• Records for processing:
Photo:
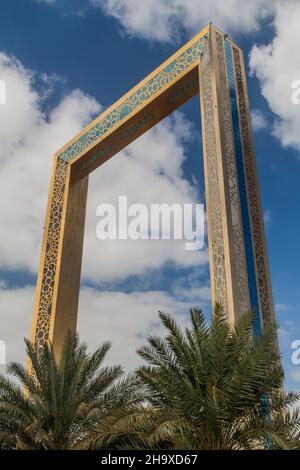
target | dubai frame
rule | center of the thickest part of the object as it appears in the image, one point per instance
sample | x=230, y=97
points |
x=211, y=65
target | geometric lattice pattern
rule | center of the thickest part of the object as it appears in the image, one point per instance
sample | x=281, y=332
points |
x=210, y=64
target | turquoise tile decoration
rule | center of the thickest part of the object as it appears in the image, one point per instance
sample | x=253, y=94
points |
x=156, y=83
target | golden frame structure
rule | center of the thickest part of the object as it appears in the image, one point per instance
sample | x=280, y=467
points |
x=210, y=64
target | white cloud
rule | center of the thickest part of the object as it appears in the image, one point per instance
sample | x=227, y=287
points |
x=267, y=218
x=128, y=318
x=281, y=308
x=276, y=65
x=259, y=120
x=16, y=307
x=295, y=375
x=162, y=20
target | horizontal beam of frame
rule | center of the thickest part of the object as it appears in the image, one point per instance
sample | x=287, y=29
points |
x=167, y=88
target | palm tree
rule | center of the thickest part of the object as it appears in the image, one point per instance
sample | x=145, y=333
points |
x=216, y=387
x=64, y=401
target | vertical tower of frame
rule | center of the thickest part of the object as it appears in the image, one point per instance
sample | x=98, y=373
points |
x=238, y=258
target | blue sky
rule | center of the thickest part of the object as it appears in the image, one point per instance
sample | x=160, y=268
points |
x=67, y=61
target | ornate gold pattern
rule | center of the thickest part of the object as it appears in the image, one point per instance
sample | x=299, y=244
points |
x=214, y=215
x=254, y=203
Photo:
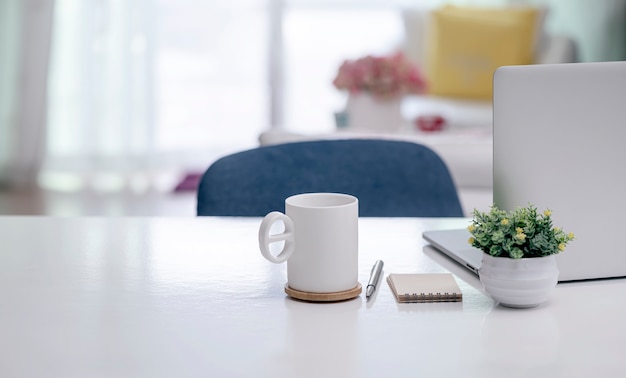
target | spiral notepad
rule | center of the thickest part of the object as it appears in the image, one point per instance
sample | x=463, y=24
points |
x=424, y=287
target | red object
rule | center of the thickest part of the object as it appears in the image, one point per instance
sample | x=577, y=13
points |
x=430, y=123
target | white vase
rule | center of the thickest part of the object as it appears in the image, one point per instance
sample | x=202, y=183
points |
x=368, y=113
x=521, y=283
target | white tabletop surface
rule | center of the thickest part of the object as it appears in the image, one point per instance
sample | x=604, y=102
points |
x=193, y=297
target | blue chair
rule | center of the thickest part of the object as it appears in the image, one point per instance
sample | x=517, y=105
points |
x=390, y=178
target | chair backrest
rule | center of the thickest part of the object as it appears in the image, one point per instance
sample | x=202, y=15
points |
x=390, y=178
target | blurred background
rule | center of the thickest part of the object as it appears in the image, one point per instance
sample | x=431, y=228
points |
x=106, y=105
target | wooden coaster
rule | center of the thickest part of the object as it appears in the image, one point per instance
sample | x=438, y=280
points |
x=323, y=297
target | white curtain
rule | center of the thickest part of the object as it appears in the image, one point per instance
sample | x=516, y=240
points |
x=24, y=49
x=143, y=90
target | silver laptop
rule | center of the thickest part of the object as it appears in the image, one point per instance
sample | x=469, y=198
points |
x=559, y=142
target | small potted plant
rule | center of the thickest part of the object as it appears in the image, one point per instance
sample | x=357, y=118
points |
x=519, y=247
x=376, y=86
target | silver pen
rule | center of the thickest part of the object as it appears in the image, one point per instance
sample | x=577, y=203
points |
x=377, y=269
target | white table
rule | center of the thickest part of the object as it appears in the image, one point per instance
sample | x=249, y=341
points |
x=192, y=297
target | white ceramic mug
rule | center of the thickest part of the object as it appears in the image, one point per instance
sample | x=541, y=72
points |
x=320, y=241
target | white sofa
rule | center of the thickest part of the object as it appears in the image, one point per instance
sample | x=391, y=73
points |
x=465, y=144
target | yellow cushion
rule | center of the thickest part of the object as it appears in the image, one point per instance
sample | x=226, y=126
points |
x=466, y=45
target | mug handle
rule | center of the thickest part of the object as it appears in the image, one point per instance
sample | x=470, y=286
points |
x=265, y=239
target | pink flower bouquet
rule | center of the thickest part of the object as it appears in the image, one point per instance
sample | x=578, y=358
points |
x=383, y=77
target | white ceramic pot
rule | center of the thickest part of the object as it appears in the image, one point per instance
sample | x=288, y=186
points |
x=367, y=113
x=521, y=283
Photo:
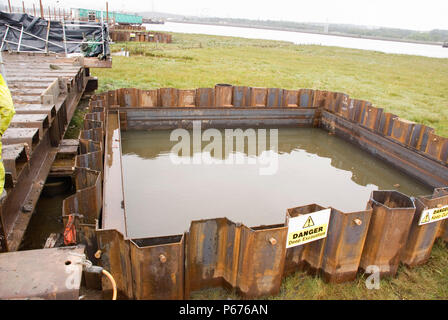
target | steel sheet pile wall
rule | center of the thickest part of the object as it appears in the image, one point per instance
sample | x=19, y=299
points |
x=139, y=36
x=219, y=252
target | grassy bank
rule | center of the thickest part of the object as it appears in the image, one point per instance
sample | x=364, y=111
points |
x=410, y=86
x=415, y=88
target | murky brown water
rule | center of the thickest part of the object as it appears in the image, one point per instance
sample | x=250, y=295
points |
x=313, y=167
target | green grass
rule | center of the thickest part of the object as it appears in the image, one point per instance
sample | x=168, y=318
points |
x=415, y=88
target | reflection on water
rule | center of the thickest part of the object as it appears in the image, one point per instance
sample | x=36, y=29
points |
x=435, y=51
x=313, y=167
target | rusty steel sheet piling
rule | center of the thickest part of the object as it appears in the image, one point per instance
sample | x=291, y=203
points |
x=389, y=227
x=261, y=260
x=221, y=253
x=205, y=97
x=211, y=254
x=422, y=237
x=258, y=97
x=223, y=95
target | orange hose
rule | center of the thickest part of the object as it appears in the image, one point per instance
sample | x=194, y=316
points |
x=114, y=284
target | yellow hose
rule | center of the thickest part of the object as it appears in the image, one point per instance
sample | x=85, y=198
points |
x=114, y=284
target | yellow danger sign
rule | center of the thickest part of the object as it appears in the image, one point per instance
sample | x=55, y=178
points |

• Exercise details:
Rewrite all the records above, changing every "sample" to "reference" and keeping everything else the same, but leave out the pictures.

• Output:
Photo:
target | dubai frame
rule | center of the thickest part of the object as it appears in the image, one point per instance
reference | x=230, y=97
points |
x=211, y=65
target | geometric lattice pattern
rule | center of the thickest part of the object as it appears in the image, one point per instance
reference | x=281, y=332
points |
x=210, y=64
target | turquoise tile decoration
rule | center of the thickest part of the object as it appears in the image, one point per instance
reference | x=253, y=94
points |
x=156, y=83
target | golden frame structure
rule | center of the thickest part of the object as it appears in the image, one point per instance
reference | x=280, y=467
points |
x=210, y=64
target | white cloud
rule | center of the thickest part of the object as it appears in the image, one point per instance
reference | x=227, y=287
points |
x=267, y=218
x=128, y=318
x=281, y=308
x=276, y=65
x=259, y=120
x=16, y=307
x=295, y=375
x=162, y=20
target | horizontal beam of frame
rule | center of the thickest part of the object as it appears in the image, one point per instance
reference | x=287, y=29
points |
x=167, y=88
target | palm tree
rule | center of the thickest part of the object as it appears in the image, one point per instance
reference | x=145, y=333
points |
x=216, y=387
x=64, y=401
target | vertical tower of frame
rule | center of the thickest part of the object as it appears in the image, one point per instance
reference | x=98, y=373
points |
x=238, y=258
target | blue sky
rule | center of the thickest part of the object as it appears in the image, one point per instance
reference | x=160, y=268
points |
x=67, y=61
target | ornate gold pattern
rule | center of the thickest part of the object as it appears in the image, one point per instance
reference | x=299, y=244
points |
x=214, y=215
x=254, y=203
Photo:
target | spiral notepad
rule | center of the thickest part of the object as it appears in the image, one point per instance
reference | x=463, y=24
points |
x=424, y=287
target | red object
rule | center of the thickest part of the object as it appears in the image, one point per instance
reference | x=577, y=13
points |
x=430, y=123
target | white vase
rule | center of the thickest part of the object as it appears in the image, one point per instance
reference | x=202, y=183
points |
x=368, y=113
x=521, y=283
target | white tabletop surface
rule | center of the thickest part of the object as it appears in the image, one point per instance
reference | x=604, y=102
points |
x=193, y=297
target | blue chair
rule | center of the thickest part of the object as it appears in the image, one point per instance
reference | x=517, y=105
points |
x=390, y=178
target | chair backrest
rule | center of the thickest part of the object as it appears in the image, one point per instance
reference | x=202, y=15
points |
x=390, y=178
target | blurred background
rule | center of the thickest part of the object as it appears in the image, one point per instance
reference | x=431, y=228
points |
x=106, y=105
target | wooden coaster
rule | center of the thickest part of the object as it appears in the image, one point per instance
reference | x=438, y=280
points |
x=323, y=297
target | white curtain
rule | center of the thickest part of the object as it appears in the image, one point per instance
reference | x=516, y=240
points |
x=24, y=49
x=143, y=90
target | silver laptop
rule | center of the thickest part of the object as it appears in the image, one point per instance
reference | x=469, y=198
points |
x=559, y=142
target | small potted plant
rule | center of the thickest part of the object as it appears in the image, one point per instance
reference | x=357, y=118
points |
x=519, y=247
x=376, y=86
target | silver pen
rule | center of the thickest part of the object as it appears in the image, one point per instance
reference | x=577, y=203
points |
x=377, y=269
target | white table
rule | center of the thickest part of the object as it appears in the image, one point per instance
reference | x=249, y=341
points |
x=192, y=297
target | white ceramic mug
rule | center of the thickest part of the object as it appears in the image, one point per instance
reference | x=541, y=72
points |
x=320, y=241
target | white sofa
rule | center of the thickest part of the object as it appears in the image, one point per instance
reference | x=391, y=73
points |
x=465, y=144
target | yellow cushion
rule | center of the thickest part of the object as it appears in the image, one point per instance
reference | x=226, y=126
points |
x=466, y=45
target | mug handle
rule | center of the thickest part of the object as it appears in the image, one point per instance
reference | x=470, y=286
points |
x=265, y=239
target | pink flower bouquet
rule | center of the thickest part of the object as it appears in the image, one point per instance
reference | x=578, y=358
points |
x=383, y=77
target | white ceramic pot
rule | center of the thickest part of the object as it appears in the image, one point per instance
reference | x=288, y=186
points |
x=367, y=113
x=521, y=283
Photo:
target | steel sheet pile wall
rule | center of the thickest part of the object as it appears in the image, one point per instance
reference | x=19, y=299
points |
x=139, y=36
x=219, y=252
target | grassy bank
rule | center of the thickest part of the object as it appears in the image, one point per instance
reference | x=364, y=111
points |
x=410, y=86
x=415, y=88
target | murky brown water
rule | center of the thickest part of the object as it appears in the image, one point per instance
reference | x=250, y=295
points |
x=313, y=167
target | green grass
rule | center of the thickest part of the object as it appears in the image, one point per instance
reference | x=168, y=318
points |
x=415, y=88
target | reflection on water
rule | center of the thickest part of the object as it appears in the image, one point per instance
reference | x=36, y=29
points |
x=435, y=51
x=313, y=167
target | rusty steel sheet piling
rule | center of the thickest part of the object as it appears in the image, one point per instance
reference | x=291, y=203
points |
x=389, y=227
x=261, y=260
x=221, y=253
x=205, y=97
x=211, y=254
x=422, y=237
x=258, y=97
x=223, y=95
target | orange hose
rule | center of the thickest part of the object as it appears in the image, one point per instance
reference | x=194, y=316
points |
x=114, y=284
target | yellow hose
rule | center of the thickest part of the object as it appears in the image, one point per instance
reference | x=85, y=198
points |
x=114, y=284
target | yellow danger sign
rule | center of the thickest part of the object as it appears in the image, one point per instance
reference | x=55, y=178
points |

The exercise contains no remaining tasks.